Exercise prompt >> Extract, unchanged and in order, the stretch of lines from the one containing "object_class: silver car" through the one containing "[410,502,1077,619]".

◆ ◆ ◆ ◆ ◆

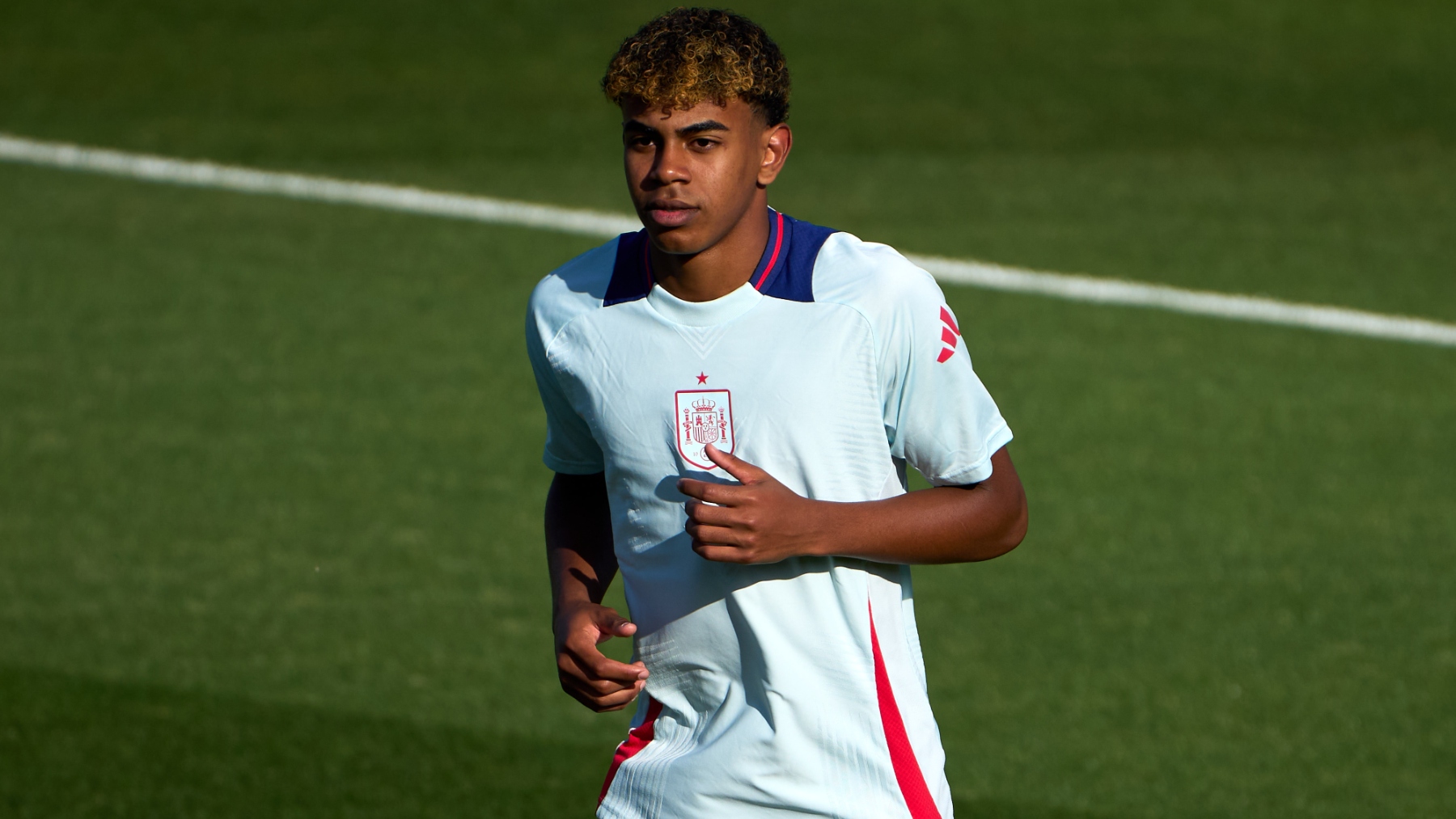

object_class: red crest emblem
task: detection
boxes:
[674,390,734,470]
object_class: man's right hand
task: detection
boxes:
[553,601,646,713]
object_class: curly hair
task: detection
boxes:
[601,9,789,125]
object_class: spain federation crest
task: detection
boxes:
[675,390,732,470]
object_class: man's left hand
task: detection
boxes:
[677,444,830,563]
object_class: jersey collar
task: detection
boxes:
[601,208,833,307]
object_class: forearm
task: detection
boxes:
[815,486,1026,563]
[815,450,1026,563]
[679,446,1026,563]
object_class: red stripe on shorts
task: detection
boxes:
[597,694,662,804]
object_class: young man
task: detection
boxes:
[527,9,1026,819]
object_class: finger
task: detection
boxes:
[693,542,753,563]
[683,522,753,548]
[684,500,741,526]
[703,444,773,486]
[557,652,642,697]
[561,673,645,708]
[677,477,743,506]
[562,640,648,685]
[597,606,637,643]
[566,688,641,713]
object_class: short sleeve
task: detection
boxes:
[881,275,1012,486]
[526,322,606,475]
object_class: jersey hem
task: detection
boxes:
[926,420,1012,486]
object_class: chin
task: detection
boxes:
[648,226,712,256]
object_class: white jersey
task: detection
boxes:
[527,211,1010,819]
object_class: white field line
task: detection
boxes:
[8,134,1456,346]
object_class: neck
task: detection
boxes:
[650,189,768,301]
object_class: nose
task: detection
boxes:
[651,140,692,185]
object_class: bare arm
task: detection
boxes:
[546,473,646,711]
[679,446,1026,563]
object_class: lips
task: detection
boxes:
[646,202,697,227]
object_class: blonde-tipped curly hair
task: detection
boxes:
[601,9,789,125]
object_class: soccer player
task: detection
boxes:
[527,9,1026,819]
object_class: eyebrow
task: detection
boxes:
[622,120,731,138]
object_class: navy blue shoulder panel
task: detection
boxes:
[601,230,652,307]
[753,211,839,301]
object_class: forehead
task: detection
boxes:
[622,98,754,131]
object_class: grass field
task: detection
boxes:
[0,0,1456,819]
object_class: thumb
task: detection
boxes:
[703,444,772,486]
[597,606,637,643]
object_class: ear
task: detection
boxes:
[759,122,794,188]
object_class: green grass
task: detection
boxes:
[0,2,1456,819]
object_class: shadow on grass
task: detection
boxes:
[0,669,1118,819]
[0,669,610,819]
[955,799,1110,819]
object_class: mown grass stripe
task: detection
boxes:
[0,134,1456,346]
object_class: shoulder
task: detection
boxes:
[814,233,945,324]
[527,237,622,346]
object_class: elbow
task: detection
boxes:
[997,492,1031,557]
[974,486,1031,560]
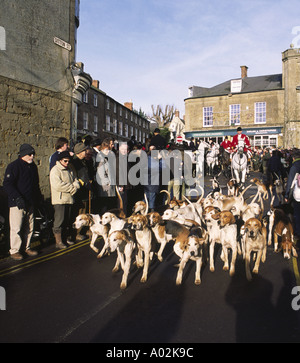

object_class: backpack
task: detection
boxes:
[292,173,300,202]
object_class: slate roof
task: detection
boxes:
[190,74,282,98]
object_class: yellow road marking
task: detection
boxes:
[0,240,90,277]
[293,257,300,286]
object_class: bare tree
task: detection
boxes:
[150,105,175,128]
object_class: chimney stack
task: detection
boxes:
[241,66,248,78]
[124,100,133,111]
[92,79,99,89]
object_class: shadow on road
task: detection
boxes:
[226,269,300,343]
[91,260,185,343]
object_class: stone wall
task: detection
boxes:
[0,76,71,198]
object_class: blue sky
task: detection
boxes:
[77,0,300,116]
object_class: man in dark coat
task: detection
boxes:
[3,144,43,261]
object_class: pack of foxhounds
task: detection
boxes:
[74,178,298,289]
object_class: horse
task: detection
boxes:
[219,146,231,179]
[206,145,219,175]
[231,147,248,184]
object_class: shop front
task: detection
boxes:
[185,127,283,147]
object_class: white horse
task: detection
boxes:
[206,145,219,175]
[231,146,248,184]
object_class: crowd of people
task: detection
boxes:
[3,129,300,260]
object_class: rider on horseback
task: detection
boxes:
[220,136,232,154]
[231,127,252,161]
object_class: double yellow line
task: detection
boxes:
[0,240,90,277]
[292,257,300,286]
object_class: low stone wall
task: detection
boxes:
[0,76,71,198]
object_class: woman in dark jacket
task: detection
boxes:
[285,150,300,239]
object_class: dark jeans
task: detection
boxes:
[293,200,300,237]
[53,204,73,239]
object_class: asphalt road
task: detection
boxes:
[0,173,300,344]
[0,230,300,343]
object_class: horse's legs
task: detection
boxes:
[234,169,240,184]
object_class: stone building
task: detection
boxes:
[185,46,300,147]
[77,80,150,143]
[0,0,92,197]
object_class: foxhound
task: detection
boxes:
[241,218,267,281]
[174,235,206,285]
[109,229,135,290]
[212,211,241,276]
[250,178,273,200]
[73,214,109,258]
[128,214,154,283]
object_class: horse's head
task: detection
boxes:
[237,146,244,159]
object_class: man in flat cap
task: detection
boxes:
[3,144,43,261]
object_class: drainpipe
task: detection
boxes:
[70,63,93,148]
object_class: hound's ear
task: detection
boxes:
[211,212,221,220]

◆ ◆ ◆ ◆ ◆

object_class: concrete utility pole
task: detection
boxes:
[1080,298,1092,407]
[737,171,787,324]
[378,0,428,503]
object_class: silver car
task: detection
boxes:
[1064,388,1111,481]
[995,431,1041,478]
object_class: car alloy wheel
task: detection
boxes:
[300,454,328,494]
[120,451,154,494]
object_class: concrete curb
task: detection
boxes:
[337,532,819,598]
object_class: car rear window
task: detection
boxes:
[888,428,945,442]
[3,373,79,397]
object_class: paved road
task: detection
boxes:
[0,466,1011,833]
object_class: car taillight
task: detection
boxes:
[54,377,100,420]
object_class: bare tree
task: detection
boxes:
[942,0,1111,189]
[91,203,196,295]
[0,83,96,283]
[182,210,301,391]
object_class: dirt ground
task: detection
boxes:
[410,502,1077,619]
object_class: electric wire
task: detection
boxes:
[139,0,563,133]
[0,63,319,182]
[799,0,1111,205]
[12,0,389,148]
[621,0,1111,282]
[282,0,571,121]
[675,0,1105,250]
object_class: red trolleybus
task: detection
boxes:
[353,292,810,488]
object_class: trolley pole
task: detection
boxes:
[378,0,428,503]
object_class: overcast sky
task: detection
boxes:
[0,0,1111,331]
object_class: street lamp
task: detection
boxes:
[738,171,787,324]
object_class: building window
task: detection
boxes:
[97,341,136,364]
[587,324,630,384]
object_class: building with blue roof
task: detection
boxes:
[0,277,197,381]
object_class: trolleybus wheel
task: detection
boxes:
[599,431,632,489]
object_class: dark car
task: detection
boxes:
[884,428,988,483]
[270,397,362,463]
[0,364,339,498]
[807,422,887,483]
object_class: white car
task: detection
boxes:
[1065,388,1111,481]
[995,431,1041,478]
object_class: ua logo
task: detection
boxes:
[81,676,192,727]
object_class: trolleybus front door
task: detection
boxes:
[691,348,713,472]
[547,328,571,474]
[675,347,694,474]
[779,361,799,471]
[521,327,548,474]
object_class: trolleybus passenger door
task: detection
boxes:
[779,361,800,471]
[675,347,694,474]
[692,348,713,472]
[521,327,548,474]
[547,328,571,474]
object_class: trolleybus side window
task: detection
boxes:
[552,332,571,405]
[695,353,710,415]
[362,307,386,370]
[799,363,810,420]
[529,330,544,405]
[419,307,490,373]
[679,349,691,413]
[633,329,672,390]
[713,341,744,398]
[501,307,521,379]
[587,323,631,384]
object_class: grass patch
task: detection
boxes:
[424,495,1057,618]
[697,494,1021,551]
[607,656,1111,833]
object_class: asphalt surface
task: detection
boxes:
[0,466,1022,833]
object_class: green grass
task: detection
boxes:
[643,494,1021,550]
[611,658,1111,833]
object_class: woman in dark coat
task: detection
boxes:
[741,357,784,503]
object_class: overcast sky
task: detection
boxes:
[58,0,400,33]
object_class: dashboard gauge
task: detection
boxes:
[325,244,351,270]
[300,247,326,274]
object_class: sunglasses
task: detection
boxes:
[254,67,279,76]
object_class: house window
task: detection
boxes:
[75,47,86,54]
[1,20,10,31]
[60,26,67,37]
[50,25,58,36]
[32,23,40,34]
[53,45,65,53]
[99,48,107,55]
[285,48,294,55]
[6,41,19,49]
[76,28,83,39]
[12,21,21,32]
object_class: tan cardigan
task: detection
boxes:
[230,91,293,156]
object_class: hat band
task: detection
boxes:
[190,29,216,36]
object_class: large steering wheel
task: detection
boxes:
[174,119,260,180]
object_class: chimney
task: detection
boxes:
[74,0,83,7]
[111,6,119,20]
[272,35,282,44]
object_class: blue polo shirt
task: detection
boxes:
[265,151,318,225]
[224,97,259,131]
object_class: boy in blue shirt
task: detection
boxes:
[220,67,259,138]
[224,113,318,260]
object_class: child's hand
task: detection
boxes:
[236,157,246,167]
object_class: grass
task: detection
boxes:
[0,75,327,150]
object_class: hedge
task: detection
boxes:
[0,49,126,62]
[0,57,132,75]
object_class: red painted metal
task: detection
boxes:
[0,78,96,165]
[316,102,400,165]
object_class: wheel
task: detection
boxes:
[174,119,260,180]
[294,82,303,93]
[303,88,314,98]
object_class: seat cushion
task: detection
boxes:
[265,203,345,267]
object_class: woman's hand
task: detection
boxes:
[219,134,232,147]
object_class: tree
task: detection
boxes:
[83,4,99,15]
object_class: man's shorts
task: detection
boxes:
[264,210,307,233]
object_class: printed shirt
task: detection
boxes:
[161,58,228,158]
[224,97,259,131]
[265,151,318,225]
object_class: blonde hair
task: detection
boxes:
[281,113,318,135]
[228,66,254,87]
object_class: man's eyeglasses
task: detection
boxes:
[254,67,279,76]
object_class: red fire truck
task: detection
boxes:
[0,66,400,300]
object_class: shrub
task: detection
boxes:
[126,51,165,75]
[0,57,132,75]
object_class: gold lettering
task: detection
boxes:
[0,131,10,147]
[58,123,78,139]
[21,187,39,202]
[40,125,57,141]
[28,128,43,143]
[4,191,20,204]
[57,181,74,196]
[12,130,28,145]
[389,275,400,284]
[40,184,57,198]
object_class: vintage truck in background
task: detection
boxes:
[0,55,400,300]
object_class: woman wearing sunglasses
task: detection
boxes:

◆ ◆ ◆ ◆ ◆

Reply >>
object_class: silver car
task: detection
boxes:
[1064,388,1111,481]
[995,431,1041,478]
object_class: car alloy wheel
task: detection
boxes:
[300,454,328,494]
[120,451,154,494]
object_class: concrete curb
task: detection
boxes:
[337,532,819,598]
object_class: car rear window
task: detection
boxes:
[888,428,945,442]
[3,373,79,397]
object_class: paved road
task: detection
boxes:
[0,466,1011,833]
object_class: car taillight
task: detection
boxes:
[54,377,100,420]
object_class: bare tree
task: detection
boxes:
[942,0,1111,189]
[91,203,196,295]
[0,83,96,283]
[182,210,301,391]
object_class: dirt ground
task: detection
boxes:
[410,502,1077,619]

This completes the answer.